> THE PROBLEM: Copy the listing below, swapping every "rough mask" for "coarse mask" and leaving everything else unchanged.

________________________

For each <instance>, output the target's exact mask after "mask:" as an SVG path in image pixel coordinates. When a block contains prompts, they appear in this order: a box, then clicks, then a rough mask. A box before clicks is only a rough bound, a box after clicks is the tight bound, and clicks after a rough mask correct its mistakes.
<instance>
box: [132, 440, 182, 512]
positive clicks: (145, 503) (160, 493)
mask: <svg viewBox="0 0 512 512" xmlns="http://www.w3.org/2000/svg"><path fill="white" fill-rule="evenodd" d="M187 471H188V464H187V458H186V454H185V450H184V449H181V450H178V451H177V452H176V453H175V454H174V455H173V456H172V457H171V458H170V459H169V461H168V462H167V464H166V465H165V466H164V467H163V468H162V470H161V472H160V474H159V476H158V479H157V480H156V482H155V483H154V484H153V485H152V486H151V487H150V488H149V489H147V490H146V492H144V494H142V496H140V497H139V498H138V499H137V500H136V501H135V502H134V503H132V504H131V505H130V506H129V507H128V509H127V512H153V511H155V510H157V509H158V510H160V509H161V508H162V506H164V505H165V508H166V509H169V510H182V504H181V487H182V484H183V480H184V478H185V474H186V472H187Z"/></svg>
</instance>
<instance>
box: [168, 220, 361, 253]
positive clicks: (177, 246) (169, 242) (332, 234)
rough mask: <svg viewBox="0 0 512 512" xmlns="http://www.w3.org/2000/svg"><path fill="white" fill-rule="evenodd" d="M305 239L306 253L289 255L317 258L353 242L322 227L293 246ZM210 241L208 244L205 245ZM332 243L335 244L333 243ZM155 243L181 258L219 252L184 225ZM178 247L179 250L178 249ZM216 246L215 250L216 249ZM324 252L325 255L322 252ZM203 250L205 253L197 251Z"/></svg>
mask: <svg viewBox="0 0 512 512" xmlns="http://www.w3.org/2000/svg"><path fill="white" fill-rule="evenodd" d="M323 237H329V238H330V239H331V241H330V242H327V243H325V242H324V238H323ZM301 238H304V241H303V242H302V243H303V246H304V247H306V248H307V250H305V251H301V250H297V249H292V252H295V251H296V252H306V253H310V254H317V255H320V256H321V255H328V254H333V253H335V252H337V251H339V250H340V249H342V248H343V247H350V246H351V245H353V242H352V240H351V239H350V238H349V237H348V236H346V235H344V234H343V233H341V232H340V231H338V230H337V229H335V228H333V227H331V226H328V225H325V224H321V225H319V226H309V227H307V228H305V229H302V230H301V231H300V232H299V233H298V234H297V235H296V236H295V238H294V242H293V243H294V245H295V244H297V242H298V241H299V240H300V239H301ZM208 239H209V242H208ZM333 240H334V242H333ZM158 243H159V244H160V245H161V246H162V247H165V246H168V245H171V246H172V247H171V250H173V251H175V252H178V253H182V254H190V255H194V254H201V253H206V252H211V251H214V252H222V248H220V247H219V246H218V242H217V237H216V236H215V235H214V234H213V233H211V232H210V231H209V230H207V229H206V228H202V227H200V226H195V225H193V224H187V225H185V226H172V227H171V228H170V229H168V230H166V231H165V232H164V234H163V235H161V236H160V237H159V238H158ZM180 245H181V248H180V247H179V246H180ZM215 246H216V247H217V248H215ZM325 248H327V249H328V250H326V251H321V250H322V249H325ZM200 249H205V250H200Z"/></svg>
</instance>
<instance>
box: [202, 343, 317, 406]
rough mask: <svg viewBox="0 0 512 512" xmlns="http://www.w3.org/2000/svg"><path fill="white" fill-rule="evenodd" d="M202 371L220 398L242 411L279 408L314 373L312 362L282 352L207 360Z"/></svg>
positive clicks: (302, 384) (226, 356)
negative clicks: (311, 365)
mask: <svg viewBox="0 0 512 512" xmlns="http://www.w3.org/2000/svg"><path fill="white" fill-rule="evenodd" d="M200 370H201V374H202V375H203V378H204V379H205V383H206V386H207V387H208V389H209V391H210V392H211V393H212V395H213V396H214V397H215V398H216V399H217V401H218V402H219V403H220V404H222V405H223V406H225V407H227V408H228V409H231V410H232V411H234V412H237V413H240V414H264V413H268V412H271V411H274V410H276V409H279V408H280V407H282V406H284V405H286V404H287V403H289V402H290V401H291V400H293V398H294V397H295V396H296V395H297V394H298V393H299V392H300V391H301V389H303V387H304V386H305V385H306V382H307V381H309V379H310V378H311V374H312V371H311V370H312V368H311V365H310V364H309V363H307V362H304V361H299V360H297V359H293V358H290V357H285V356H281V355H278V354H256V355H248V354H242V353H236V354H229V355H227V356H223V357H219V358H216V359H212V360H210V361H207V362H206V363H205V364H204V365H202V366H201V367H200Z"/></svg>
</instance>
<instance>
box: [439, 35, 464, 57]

________________________

> SOLUTION TO THIS PROBLEM:
For each <instance>, output the target's exact mask after "mask:" as an SVG path in image pixel coordinates. When a block contains prompts, they appear in this order: a box, then clicks, then a coarse mask. A box before clicks is only a rough bound, a box after clicks is the tight bound, and clicks after a coarse mask correct its mistakes.
<instance>
box: [132, 440, 182, 512]
positive clicks: (145, 503) (160, 493)
mask: <svg viewBox="0 0 512 512" xmlns="http://www.w3.org/2000/svg"><path fill="white" fill-rule="evenodd" d="M187 471H188V464H187V458H186V454H185V450H184V449H181V450H178V451H177V452H176V453H175V454H174V455H173V456H172V457H171V458H170V459H169V461H168V462H167V464H166V465H165V466H164V467H163V468H162V470H161V472H160V474H159V476H158V479H157V480H156V482H155V483H154V484H153V485H152V486H151V487H150V488H149V489H147V490H146V492H144V494H142V496H140V497H139V498H138V499H137V500H136V501H135V502H134V503H132V504H131V505H130V506H129V507H128V509H127V512H153V511H155V510H157V509H158V510H160V509H161V508H162V506H164V505H165V508H166V509H169V510H182V504H181V487H182V484H183V480H184V478H185V474H186V472H187Z"/></svg>
</instance>
<instance>
box: [168, 220, 361, 253]
positive clicks: (177, 246) (169, 242) (332, 234)
coarse mask: <svg viewBox="0 0 512 512" xmlns="http://www.w3.org/2000/svg"><path fill="white" fill-rule="evenodd" d="M305 239L306 253L289 255L317 258L353 242L322 227L293 246ZM210 241L208 244L205 245ZM332 243L335 244L333 243ZM155 243L181 258L219 252L184 225ZM178 247L179 250L178 249ZM216 246L215 250L216 249ZM324 252L325 255L322 252ZM203 250L205 253L197 251Z"/></svg>
mask: <svg viewBox="0 0 512 512" xmlns="http://www.w3.org/2000/svg"><path fill="white" fill-rule="evenodd" d="M323 237H329V238H330V239H331V241H330V242H327V243H325V242H324V238H323ZM301 238H304V241H303V242H302V243H303V246H304V247H306V248H307V250H305V251H301V250H297V249H292V252H295V251H296V252H306V253H310V254H317V255H320V256H321V255H328V254H333V253H335V252H337V251H339V250H340V249H342V248H343V247H350V246H351V245H353V242H352V240H351V239H350V238H349V237H348V236H346V235H344V234H343V233H341V232H340V231H338V230H337V229H335V228H333V227H331V226H328V225H325V224H321V225H319V226H309V227H307V228H305V229H302V230H301V231H300V232H299V233H298V234H297V235H296V236H295V238H294V242H293V243H294V245H295V244H297V242H298V241H299V240H300V239H301ZM208 239H209V242H208ZM333 240H334V242H333ZM158 243H159V244H160V245H161V246H162V247H165V246H168V245H171V246H172V247H171V250H173V251H175V252H178V253H182V254H190V255H194V254H201V253H206V252H211V251H214V252H222V248H220V247H219V246H218V242H217V237H216V236H215V235H214V234H213V233H211V232H210V231H209V230H207V229H206V228H202V227H200V226H195V225H193V224H187V225H185V226H172V227H171V228H170V229H168V230H166V231H165V232H164V234H163V235H161V236H160V237H159V238H158ZM180 245H181V248H180V247H179V246H180ZM215 246H216V247H217V248H215ZM325 248H327V249H328V250H326V251H321V250H322V249H325ZM200 249H205V250H200Z"/></svg>
</instance>
<instance>
box: [202, 343, 317, 406]
coarse mask: <svg viewBox="0 0 512 512" xmlns="http://www.w3.org/2000/svg"><path fill="white" fill-rule="evenodd" d="M202 371L220 398L242 411L279 408L314 373L312 362L282 352L207 360Z"/></svg>
positive clicks: (302, 384) (226, 356)
negative clicks: (311, 365)
mask: <svg viewBox="0 0 512 512" xmlns="http://www.w3.org/2000/svg"><path fill="white" fill-rule="evenodd" d="M200 370H201V374H202V375H203V378H204V379H205V383H206V386H207V387H208V389H209V391H210V392H211V393H212V395H213V396H214V397H215V398H216V399H217V401H218V402H219V403H220V404H222V405H223V406H225V407H227V408H228V409H231V410H232V411H234V412H237V413H240V414H264V413H268V412H271V411H274V410H276V409H279V408H280V407H282V406H284V405H286V404H287V403H289V402H290V401H291V400H293V398H294V397H295V396H296V395H297V394H298V393H299V392H300V391H301V389H303V387H304V386H305V385H306V382H307V381H309V379H310V378H311V374H312V371H311V370H312V368H311V365H310V364H309V363H307V362H304V361H299V360H297V359H293V358H290V357H285V356H281V355H278V354H256V355H248V354H242V353H236V354H229V355H227V356H223V357H219V358H216V359H212V360H210V361H207V362H206V363H205V364H204V365H202V366H201V367H200Z"/></svg>
</instance>
<instance>
box: [439, 35, 464, 57]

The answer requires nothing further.